┌──

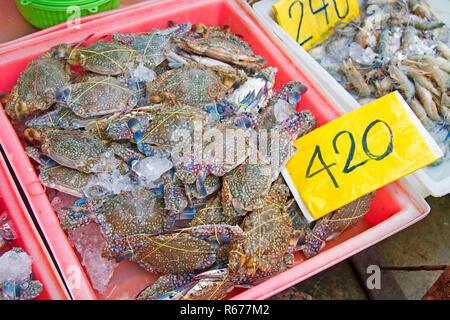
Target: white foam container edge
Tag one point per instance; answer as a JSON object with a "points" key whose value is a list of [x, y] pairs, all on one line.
{"points": [[420, 180]]}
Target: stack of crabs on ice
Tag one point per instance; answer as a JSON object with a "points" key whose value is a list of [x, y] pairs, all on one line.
{"points": [[172, 142]]}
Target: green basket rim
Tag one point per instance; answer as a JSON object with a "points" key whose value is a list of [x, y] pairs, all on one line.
{"points": [[85, 6], [55, 3]]}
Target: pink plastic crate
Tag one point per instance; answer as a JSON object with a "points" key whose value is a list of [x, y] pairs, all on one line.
{"points": [[395, 207], [28, 238]]}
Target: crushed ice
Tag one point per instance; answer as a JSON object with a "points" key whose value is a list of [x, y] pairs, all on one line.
{"points": [[15, 266]]}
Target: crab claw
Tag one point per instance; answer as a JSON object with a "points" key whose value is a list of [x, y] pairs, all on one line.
{"points": [[293, 91], [124, 256], [11, 290], [21, 109], [171, 24], [138, 135], [231, 80], [200, 29], [156, 98], [32, 135]]}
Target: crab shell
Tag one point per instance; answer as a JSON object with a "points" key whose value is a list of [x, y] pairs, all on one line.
{"points": [[65, 179], [170, 123], [36, 86], [62, 118], [212, 213], [225, 47], [335, 223], [167, 253], [267, 235], [164, 286], [97, 96], [77, 150], [133, 212], [193, 84], [103, 57]]}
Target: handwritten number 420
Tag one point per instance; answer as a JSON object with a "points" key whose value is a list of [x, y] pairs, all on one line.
{"points": [[348, 167], [315, 12]]}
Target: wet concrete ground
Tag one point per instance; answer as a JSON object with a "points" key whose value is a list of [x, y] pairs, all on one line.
{"points": [[424, 243]]}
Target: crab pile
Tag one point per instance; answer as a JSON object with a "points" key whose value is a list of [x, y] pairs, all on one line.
{"points": [[173, 141]]}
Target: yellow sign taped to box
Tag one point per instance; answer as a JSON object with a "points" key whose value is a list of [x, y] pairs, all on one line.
{"points": [[311, 21], [357, 153]]}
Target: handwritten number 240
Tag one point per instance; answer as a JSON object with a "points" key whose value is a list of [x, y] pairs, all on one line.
{"points": [[315, 12]]}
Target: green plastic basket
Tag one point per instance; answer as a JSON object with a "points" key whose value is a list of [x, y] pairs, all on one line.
{"points": [[46, 13]]}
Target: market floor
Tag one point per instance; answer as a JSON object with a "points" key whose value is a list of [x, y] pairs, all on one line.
{"points": [[425, 243]]}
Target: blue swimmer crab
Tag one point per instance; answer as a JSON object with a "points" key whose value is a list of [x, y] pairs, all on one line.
{"points": [[336, 223], [74, 149], [213, 284], [97, 96], [167, 124], [177, 251], [267, 235], [119, 216], [25, 289], [7, 233], [246, 187], [36, 85], [212, 213], [281, 125], [62, 118], [194, 85], [221, 44], [102, 57]]}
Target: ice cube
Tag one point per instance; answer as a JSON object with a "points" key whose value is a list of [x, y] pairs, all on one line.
{"points": [[15, 266], [362, 56], [89, 242], [151, 168]]}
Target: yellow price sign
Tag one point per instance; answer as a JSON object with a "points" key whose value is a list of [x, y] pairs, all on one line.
{"points": [[358, 153], [311, 21]]}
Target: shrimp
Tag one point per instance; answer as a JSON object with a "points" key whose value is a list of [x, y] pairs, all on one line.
{"points": [[443, 49], [356, 79], [441, 62], [404, 84], [426, 99], [408, 36], [419, 8], [420, 112]]}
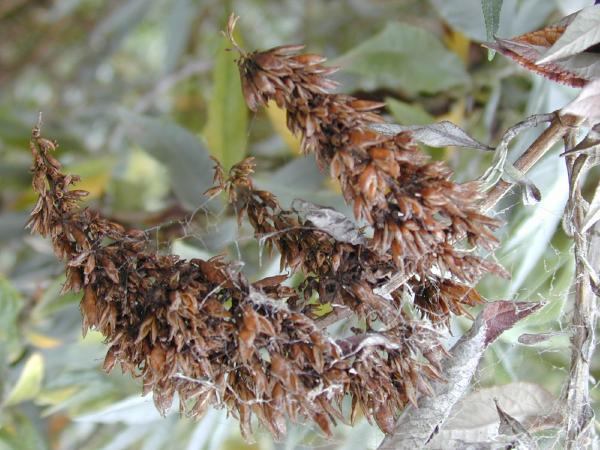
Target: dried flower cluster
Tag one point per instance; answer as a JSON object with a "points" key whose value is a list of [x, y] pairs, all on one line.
{"points": [[416, 212], [199, 329]]}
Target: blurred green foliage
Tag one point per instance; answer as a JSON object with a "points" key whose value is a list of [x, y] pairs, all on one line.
{"points": [[139, 94]]}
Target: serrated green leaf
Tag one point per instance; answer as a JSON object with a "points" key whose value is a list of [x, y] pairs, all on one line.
{"points": [[30, 381], [225, 131], [401, 57], [491, 16], [184, 155]]}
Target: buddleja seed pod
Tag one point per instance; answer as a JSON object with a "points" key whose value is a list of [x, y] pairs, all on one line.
{"points": [[200, 329], [417, 214]]}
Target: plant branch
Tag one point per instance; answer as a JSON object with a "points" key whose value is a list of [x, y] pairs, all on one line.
{"points": [[579, 426], [559, 126]]}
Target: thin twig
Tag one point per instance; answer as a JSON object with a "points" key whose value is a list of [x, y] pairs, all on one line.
{"points": [[559, 126], [579, 426]]}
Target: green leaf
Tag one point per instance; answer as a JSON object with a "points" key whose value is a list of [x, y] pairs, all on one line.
{"points": [[225, 131], [30, 381], [409, 114], [402, 56], [491, 15], [187, 160], [516, 17]]}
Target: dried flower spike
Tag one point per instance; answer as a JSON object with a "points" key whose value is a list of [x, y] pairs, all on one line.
{"points": [[199, 329], [417, 213]]}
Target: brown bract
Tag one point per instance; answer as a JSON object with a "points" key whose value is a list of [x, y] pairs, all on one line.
{"points": [[200, 329], [527, 49]]}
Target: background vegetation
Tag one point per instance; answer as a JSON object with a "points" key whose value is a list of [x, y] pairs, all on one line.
{"points": [[139, 93]]}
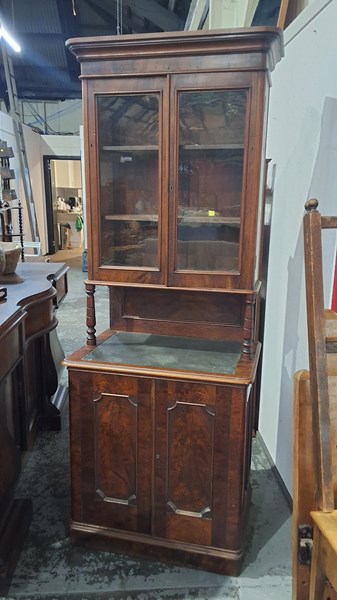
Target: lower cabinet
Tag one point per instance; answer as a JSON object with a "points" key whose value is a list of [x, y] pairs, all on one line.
{"points": [[161, 466]]}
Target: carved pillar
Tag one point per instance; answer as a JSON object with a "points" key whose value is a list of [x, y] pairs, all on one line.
{"points": [[91, 314], [249, 327]]}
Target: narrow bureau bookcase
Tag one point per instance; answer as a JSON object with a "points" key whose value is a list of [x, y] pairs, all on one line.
{"points": [[162, 404]]}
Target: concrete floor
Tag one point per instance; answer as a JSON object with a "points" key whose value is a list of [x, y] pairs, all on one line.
{"points": [[50, 567]]}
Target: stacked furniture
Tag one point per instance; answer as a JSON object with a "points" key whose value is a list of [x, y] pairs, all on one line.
{"points": [[162, 404]]}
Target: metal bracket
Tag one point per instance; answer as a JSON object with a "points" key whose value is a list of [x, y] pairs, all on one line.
{"points": [[304, 544]]}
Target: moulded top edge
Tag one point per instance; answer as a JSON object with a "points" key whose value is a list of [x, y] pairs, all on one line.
{"points": [[252, 39]]}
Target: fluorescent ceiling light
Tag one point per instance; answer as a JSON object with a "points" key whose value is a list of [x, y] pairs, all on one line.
{"points": [[9, 39]]}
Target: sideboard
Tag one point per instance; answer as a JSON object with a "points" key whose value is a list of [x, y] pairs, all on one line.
{"points": [[30, 397]]}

└──

Written instruction: Take the line in which "Target: metal bracket" occurs and each subsequent line through the end; give these lines again without alteration.

Expected answer:
Target: metal bracket
Tag one point per instance; answer as a JSON object with a "points" key whose value is a list of [x, y] pairs, all on one line.
{"points": [[304, 544]]}
Target: moulded top edge
Tag one point per instance; answer as a JSON object with a "points" key whose value is a list of [x, y] pairs, all on one line.
{"points": [[252, 39]]}
Target: fluorescent ceiling light
Tag one point per instance; answer as a JSON object with a "points" key whose value is a list of [x, y] pairs, all on one line.
{"points": [[9, 39]]}
Target: sideboard
Tag one point per instance; answer as a JSON object with a "points" key whose value is a list of [x, y] pairs, all on one line.
{"points": [[30, 397]]}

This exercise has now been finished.